Dataset records:

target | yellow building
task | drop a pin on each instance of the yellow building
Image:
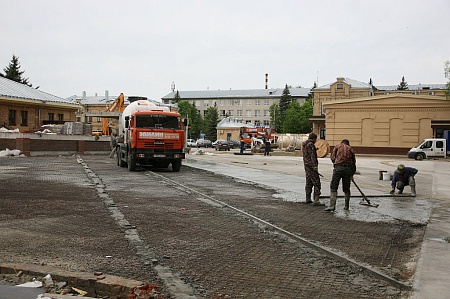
(345, 88)
(379, 119)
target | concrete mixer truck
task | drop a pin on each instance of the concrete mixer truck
(150, 135)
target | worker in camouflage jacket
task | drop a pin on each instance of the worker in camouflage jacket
(343, 158)
(311, 165)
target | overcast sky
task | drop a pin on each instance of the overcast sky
(140, 47)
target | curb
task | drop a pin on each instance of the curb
(95, 285)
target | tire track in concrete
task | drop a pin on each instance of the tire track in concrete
(172, 280)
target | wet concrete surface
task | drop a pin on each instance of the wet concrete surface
(430, 207)
(290, 182)
(220, 254)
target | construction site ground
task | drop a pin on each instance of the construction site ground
(194, 233)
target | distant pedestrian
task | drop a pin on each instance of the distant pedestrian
(241, 139)
(402, 177)
(311, 165)
(267, 144)
(113, 144)
(343, 158)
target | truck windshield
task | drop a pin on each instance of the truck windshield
(158, 122)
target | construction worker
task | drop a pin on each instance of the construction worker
(311, 165)
(241, 139)
(402, 177)
(343, 158)
(267, 146)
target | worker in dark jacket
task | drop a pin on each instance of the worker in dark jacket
(343, 158)
(402, 177)
(311, 170)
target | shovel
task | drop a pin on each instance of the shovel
(367, 203)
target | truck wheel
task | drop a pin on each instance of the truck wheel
(120, 161)
(131, 161)
(419, 157)
(176, 165)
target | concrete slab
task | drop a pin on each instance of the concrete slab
(9, 292)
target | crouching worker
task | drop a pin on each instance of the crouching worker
(402, 177)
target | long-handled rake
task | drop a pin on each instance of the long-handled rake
(367, 201)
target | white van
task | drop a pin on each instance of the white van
(433, 147)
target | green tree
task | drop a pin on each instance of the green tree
(176, 98)
(297, 118)
(210, 123)
(275, 118)
(285, 100)
(403, 84)
(12, 72)
(189, 111)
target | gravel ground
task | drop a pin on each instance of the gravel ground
(50, 213)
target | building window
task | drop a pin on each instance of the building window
(12, 117)
(24, 118)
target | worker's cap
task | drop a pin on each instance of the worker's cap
(400, 167)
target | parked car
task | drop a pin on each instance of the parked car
(222, 145)
(191, 143)
(204, 143)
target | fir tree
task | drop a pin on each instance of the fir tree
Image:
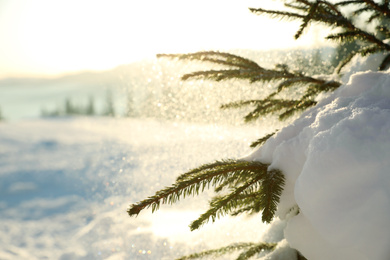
(252, 186)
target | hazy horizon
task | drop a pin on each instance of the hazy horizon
(46, 38)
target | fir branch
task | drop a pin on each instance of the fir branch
(223, 58)
(256, 249)
(229, 249)
(346, 3)
(272, 187)
(346, 60)
(221, 205)
(385, 63)
(310, 16)
(262, 140)
(195, 181)
(277, 14)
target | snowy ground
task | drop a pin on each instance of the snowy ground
(65, 185)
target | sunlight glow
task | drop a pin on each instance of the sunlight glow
(51, 37)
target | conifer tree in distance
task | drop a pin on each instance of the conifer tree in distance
(250, 186)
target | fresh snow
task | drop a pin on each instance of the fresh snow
(336, 161)
(66, 183)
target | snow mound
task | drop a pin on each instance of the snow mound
(335, 158)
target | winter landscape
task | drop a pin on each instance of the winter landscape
(91, 142)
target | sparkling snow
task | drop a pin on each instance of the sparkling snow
(66, 183)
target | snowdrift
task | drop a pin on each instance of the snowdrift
(336, 161)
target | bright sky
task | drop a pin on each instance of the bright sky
(47, 37)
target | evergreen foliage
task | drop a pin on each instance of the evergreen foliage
(248, 250)
(252, 186)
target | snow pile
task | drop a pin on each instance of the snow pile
(336, 161)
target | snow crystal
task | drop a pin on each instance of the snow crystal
(336, 158)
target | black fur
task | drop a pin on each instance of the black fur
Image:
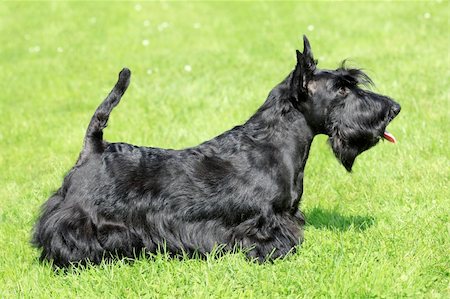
(240, 189)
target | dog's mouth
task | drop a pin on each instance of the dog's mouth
(389, 137)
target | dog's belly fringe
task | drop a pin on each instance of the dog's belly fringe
(70, 233)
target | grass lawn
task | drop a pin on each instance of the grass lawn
(198, 70)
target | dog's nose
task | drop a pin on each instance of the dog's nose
(396, 109)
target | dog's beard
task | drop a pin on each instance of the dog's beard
(347, 149)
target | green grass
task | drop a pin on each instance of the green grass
(382, 231)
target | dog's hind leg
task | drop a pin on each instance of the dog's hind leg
(93, 141)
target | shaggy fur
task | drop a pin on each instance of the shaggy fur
(241, 189)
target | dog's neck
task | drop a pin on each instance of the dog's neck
(279, 123)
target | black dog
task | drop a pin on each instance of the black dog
(241, 189)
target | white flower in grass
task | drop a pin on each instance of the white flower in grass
(34, 49)
(163, 26)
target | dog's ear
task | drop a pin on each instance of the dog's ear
(304, 70)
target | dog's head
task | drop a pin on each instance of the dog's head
(335, 103)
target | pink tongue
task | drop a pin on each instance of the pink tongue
(389, 137)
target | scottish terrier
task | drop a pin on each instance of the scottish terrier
(240, 189)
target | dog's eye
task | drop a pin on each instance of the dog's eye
(343, 91)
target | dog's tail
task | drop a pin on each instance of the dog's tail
(93, 141)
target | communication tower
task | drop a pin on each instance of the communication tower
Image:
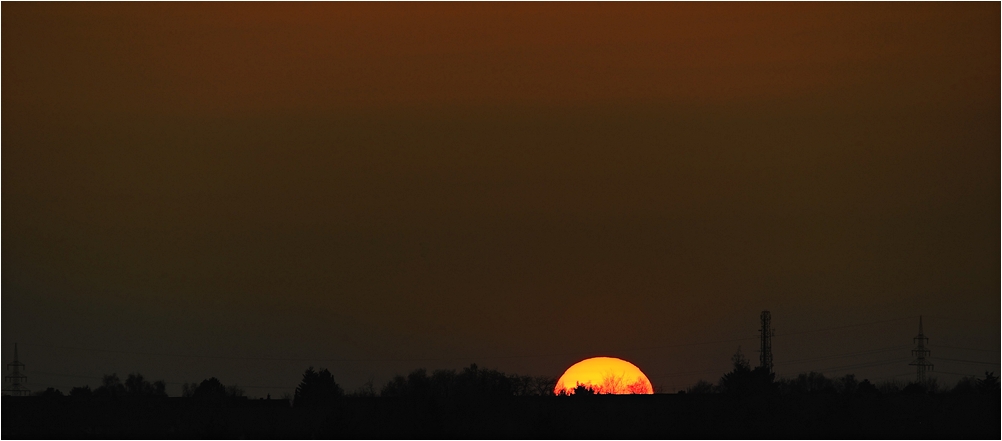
(766, 352)
(16, 379)
(920, 353)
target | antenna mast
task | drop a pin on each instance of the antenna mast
(16, 378)
(766, 352)
(920, 353)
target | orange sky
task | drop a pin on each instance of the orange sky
(519, 185)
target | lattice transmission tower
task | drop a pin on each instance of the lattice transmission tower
(921, 353)
(16, 378)
(766, 352)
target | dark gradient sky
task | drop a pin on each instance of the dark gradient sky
(192, 188)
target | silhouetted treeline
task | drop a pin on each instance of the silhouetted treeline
(746, 381)
(477, 403)
(471, 382)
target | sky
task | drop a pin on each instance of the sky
(243, 190)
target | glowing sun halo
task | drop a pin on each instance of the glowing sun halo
(604, 375)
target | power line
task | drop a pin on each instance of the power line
(288, 359)
(847, 326)
(967, 361)
(849, 354)
(966, 349)
(165, 382)
(861, 365)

Set problem: Without the pictures, print the records in full, exactly as they appear.

Finished answer:
target | yellow building
task | drop a pin on each instance of the yellow building
Image:
(345, 88)
(379, 119)
target | concrete mixer truck
task | drop a pin on each instance of the concrete mixer truck
(150, 135)
target | worker in camouflage jacket
task | drop a pin on each instance of the worker in camouflage jacket
(343, 158)
(311, 165)
target | overcast sky
task | drop a pin on each instance of the overcast sky
(140, 47)
target | curb
task | drop a pin on each instance of the curb
(95, 285)
target | tire track in concrete
task | drop a pin on each instance of the tire track in concrete
(172, 280)
target | wet concrete surface
task | drop a pin on each instance of the wet concrete surface
(430, 207)
(290, 182)
(220, 254)
target | construction site ground
task | drop a pin on each instance of the construction site ground
(194, 233)
target | distant pedestrian
task | drop a pin on each instance of the distant pedestrian
(241, 139)
(402, 177)
(311, 165)
(267, 144)
(113, 144)
(343, 158)
target | truck windshield
task | drop a pin on each instance of the truck windshield
(158, 122)
target | construction worker
task | drop a pin on each instance of the construction worker
(311, 165)
(241, 139)
(402, 177)
(343, 158)
(267, 146)
target | worker in dark jacket
task | drop a pin on each instance of the worker in dark jacket
(343, 158)
(402, 177)
(311, 170)
target | shovel
task | drop a pin on each instance of the shovel
(367, 203)
target | truck wheel
task | drop a pin on each instance of the truck wheel
(120, 161)
(131, 161)
(419, 157)
(176, 165)
target | concrete slab
task | drop a pin on each instance of the concrete slab
(9, 292)
target | crouching worker
task | drop a pin on each instance of the crouching worker
(402, 177)
target | long-handled rake
task | drop a pin on each instance of the long-handled rake
(367, 201)
target | white van
task | drop a pin on each instance of the white van
(433, 147)
target | green tree
task | drop a pin on each instance of the green tree
(176, 98)
(297, 118)
(210, 123)
(275, 118)
(285, 100)
(403, 84)
(12, 72)
(189, 111)
target | gravel ground
task | drop a pin on each instance of the gravel ground
(50, 213)
target | building window
task | drop a pin on each instance of the building window
(12, 117)
(24, 118)
target | worker's cap
task | drop a pin on each instance of the worker's cap
(400, 167)
target | parked car
task | drop a pin on each instance of the parked car
(222, 145)
(191, 143)
(204, 143)
target | fir tree
task | drop a pin on each instance of the fir tree
Image:
(252, 186)
target | hazy horizon
task | drop a pin on each instance of the hazy horizon
(46, 38)
target | fir branch
task | drop a pin on each instance of the fir branch
(223, 58)
(256, 249)
(229, 249)
(346, 3)
(272, 187)
(346, 60)
(221, 205)
(385, 63)
(310, 16)
(262, 140)
(195, 181)
(277, 14)
target | snowy ground
task | drop a pin on each instance of the snowy ground
(65, 185)
target | sunlight glow
task | drop a pin on each instance of the sunlight glow
(51, 37)
target | conifer tree in distance
task | drop a pin on each instance of the conifer tree in distance
(250, 186)
target | fresh snow
task | drop a pin on each instance of the fresh snow
(336, 161)
(66, 183)
target | snow mound
task | drop a pin on each instance of the snow mound
(335, 158)
target | winter landscape
task | drop a pin on each instance of the winter landscape
(91, 142)
target | sparkling snow
task | drop a pin on each instance of the sparkling snow
(66, 183)
target | snowdrift
task | drop a pin on each instance of the snowdrift
(336, 161)
target | bright sky
task | drop a pin on each instance of the bright sky
(47, 37)
target | evergreen foliage
task | drop a pin on each instance of the evergreen foliage
(248, 250)
(252, 186)
target | snow pile
task | drop a pin on each instance of the snow pile
(336, 161)
target | snow crystal
task | drop a pin on each instance of the snow crystal
(336, 158)
target | black fur
task | drop a pin on each instance of the black fur
Image:
(240, 189)
target | dog's mouth
task | drop a pin on each instance of the dog's mouth
(389, 137)
target | dog's belly fringe
task | drop a pin on each instance of the dog's belly fringe
(70, 233)
target | grass lawn
task | drop a pin on each instance of the grass lawn
(198, 70)
target | dog's nose
task | drop a pin on each instance of the dog's nose
(396, 109)
target | dog's beard
task | drop a pin on each instance of the dog's beard
(347, 149)
target | green grass
task | drop a pin on each instance of the green grass
(382, 231)
target | dog's hind leg
task | drop a pin on each instance of the dog's hind leg
(93, 141)
target | shaggy fur
task | drop a pin on each instance of the shaggy fur
(241, 189)
target | dog's neck
task | drop a pin on each instance of the dog's neck
(279, 123)
target | black dog
task | drop a pin on each instance of the black dog
(241, 189)
target | white flower in grass
task | drop a pin on each instance of the white flower in grass
(34, 49)
(163, 26)
target | dog's ear
task | drop a pin on each instance of the dog's ear
(304, 70)
target | dog's head
task | drop a pin on each instance of the dog's head
(335, 103)
target | pink tongue
task | drop a pin on each instance of the pink tongue
(389, 137)
target | scottish terrier
task | drop a pin on each instance of the scottish terrier
(240, 189)
target | dog's eye
task | drop a pin on each instance of the dog's eye
(343, 91)
target | dog's tail
task | drop a pin on each instance of the dog's tail
(93, 141)
target | communication tower
task | drop a pin on each instance of the communication tower
Image:
(766, 352)
(16, 379)
(920, 353)
target | antenna mast
task | drop a pin on each instance of the antenna mast
(16, 378)
(766, 352)
(920, 353)
target | orange sky
task | drop a pin on each instance of the orange sky
(519, 185)
target | lattice transmission tower
task | drop a pin on each instance of the lattice transmission tower
(921, 353)
(16, 378)
(766, 352)
target | dark gradient sky
task | drop a pin on each instance of the dark gradient sky
(192, 188)
target | silhouetted treeline
task | drop a pin on each instance of the silhouetted treeline
(746, 381)
(477, 403)
(471, 382)
target | sky
task | drop a pin on each instance of the sky
(243, 190)
target | glowing sun halo
task | drop a pin on each instance of the glowing sun halo
(604, 375)
target | power line
task | drop a pin on each instance of the power line
(288, 359)
(847, 326)
(967, 361)
(849, 354)
(966, 349)
(165, 382)
(861, 365)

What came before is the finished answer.